• Recorded data
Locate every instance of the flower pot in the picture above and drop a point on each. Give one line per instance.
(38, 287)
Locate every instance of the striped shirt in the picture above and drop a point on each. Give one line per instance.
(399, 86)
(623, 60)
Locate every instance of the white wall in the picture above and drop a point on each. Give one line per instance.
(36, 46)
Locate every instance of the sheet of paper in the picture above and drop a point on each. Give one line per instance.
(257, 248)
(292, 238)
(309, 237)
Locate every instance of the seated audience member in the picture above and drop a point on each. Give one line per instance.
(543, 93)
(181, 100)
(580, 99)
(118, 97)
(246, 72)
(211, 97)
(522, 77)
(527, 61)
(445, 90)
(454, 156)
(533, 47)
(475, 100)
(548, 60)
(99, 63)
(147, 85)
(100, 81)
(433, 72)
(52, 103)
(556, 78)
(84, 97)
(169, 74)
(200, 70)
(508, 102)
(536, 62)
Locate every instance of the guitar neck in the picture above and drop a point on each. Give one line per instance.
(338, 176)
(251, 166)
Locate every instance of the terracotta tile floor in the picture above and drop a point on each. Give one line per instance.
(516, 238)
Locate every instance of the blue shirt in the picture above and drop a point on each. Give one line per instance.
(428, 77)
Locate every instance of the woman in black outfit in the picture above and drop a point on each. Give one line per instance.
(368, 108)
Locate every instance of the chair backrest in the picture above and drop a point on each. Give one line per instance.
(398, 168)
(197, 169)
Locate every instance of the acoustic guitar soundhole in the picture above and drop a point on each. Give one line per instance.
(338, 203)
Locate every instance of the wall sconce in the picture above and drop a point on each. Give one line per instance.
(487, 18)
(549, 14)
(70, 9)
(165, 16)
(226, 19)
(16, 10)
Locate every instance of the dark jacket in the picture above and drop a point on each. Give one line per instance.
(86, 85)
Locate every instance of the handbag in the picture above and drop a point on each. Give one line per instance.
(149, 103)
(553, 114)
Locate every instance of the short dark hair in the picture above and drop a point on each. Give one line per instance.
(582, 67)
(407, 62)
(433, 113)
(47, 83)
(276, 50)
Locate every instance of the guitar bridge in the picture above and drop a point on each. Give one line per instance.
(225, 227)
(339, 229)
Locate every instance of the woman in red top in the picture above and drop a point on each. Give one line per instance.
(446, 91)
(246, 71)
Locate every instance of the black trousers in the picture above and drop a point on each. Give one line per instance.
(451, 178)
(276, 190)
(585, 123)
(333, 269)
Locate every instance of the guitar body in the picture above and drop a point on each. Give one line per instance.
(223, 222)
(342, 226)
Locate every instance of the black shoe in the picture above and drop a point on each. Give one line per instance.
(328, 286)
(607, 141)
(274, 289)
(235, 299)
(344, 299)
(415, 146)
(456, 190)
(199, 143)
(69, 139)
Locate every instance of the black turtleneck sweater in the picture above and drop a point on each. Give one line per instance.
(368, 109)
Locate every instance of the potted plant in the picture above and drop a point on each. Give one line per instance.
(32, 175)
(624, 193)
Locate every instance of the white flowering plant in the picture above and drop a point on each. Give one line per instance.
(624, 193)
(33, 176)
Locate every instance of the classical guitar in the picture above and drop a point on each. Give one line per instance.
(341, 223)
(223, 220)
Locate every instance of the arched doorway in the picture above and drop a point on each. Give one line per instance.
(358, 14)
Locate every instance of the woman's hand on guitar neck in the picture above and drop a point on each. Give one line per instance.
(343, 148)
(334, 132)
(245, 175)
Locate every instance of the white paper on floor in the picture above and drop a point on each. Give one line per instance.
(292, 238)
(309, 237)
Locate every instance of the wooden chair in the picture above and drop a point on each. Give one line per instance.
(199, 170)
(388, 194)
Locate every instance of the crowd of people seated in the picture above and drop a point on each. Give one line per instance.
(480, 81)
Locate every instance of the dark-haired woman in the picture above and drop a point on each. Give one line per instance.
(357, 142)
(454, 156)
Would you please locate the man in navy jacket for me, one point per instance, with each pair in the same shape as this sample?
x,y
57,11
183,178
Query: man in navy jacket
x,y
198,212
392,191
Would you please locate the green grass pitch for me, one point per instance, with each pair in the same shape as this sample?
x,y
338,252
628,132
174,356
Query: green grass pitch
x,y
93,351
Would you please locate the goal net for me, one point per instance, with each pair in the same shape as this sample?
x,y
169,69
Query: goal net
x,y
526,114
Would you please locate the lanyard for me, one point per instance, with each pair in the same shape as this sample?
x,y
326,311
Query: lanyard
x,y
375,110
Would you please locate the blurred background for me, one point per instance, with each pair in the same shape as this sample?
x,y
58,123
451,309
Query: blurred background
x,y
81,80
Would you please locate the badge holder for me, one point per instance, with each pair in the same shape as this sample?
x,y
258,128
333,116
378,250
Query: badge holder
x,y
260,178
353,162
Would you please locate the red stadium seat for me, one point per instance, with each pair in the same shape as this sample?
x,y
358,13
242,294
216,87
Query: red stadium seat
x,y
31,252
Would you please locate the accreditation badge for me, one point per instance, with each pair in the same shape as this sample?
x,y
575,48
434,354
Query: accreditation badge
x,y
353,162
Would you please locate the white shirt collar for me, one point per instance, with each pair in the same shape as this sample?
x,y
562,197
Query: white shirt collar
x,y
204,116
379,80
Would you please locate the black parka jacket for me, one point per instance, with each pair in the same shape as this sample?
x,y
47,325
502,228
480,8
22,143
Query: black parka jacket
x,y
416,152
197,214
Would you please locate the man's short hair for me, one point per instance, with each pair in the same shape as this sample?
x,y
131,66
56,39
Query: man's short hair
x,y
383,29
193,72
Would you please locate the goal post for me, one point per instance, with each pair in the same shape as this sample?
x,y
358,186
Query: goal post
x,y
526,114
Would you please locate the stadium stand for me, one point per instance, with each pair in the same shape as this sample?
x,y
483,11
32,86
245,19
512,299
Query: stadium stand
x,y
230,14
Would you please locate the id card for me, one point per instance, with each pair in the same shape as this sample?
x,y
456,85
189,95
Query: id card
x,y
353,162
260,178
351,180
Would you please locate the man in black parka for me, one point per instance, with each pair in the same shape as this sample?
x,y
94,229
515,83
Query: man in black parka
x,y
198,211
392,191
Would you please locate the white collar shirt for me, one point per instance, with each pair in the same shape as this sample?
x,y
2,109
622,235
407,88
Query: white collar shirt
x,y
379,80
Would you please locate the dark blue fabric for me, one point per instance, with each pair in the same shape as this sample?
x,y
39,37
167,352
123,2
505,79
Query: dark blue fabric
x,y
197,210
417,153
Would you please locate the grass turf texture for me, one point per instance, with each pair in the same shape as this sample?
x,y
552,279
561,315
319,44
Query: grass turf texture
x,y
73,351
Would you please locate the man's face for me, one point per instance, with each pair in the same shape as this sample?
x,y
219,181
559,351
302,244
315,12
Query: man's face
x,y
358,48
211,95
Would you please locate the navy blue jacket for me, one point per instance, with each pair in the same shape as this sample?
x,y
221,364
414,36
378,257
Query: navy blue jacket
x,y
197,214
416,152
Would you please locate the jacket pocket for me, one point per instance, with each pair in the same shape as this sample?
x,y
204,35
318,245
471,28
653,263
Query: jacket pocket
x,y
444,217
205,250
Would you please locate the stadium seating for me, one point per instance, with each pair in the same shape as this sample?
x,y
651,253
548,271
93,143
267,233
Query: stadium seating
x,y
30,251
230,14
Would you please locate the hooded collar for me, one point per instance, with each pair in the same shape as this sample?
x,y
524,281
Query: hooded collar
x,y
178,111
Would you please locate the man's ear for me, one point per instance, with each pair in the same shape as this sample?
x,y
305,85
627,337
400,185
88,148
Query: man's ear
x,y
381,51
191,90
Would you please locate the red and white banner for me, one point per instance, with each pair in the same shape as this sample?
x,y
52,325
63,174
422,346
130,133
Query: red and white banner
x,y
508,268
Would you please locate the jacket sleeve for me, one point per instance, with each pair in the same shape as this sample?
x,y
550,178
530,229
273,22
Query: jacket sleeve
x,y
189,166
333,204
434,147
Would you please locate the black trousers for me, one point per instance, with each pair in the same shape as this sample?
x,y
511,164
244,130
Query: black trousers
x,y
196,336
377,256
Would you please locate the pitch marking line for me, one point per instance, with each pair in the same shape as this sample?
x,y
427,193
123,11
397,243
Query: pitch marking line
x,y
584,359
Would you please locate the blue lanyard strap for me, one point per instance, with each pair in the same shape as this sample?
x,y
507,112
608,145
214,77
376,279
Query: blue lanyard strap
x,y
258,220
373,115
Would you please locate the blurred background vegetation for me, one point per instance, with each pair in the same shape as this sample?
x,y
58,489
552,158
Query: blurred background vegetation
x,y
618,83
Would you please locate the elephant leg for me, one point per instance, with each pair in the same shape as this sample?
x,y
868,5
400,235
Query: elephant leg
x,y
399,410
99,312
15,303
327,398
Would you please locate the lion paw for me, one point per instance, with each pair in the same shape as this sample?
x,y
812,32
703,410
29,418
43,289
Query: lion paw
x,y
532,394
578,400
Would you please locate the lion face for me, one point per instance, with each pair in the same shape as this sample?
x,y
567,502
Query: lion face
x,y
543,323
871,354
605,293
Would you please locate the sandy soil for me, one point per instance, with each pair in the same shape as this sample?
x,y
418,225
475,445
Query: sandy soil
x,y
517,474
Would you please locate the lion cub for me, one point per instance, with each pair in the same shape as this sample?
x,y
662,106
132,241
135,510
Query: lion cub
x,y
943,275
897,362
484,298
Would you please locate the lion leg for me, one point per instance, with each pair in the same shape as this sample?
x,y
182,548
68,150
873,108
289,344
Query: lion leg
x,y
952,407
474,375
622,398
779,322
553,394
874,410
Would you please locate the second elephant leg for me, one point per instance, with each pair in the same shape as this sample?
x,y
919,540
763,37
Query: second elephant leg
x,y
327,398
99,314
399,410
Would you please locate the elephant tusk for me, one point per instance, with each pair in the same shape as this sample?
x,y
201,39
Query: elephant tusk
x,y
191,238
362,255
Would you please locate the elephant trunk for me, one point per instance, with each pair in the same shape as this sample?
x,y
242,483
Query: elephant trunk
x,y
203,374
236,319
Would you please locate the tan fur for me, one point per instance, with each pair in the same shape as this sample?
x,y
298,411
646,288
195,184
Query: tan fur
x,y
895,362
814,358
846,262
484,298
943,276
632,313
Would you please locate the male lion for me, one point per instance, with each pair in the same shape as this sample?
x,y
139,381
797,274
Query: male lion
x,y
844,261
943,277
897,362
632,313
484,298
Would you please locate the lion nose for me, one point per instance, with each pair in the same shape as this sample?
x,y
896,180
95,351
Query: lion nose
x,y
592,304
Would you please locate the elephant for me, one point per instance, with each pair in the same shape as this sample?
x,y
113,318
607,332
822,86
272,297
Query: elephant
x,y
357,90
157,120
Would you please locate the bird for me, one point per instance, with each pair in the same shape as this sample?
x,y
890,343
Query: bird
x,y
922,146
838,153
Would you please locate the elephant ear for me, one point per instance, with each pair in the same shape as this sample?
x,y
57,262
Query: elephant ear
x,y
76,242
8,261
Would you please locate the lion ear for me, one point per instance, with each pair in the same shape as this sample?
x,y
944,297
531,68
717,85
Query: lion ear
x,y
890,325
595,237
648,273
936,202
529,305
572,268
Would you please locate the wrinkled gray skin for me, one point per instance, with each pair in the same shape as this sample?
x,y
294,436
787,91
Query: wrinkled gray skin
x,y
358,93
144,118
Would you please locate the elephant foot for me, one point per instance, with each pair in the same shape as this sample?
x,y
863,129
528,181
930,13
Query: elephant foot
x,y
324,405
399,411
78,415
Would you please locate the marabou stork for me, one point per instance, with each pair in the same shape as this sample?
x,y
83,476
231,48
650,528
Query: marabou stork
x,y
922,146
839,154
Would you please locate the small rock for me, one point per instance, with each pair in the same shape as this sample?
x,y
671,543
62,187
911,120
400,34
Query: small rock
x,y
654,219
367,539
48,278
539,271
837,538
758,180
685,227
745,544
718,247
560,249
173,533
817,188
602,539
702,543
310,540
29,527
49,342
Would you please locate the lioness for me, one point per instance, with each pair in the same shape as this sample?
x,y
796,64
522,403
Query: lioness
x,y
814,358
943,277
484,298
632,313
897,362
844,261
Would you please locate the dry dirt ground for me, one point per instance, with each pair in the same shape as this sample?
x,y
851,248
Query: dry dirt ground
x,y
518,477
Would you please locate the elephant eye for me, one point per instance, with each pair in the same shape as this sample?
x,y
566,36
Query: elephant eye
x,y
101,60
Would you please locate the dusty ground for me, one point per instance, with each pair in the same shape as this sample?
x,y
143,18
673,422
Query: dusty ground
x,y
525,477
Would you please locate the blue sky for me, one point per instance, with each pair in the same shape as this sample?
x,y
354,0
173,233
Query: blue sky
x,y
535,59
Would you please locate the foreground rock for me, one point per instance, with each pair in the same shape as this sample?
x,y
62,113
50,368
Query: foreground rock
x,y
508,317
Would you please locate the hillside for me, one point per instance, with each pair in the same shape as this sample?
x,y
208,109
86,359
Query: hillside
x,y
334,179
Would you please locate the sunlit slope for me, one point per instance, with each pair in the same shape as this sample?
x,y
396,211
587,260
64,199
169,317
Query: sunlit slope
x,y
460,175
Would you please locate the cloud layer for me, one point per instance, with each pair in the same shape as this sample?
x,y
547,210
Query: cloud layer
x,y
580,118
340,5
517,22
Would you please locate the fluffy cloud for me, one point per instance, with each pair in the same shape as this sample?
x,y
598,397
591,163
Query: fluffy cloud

• Try it
All lines above holding the word "fluffy" make up the answer; copy each one.

• Your solution
Would you please locate the fluffy cloud for me, one point per instance, with each pair in the same shape as this sample?
Query: fluffy cloud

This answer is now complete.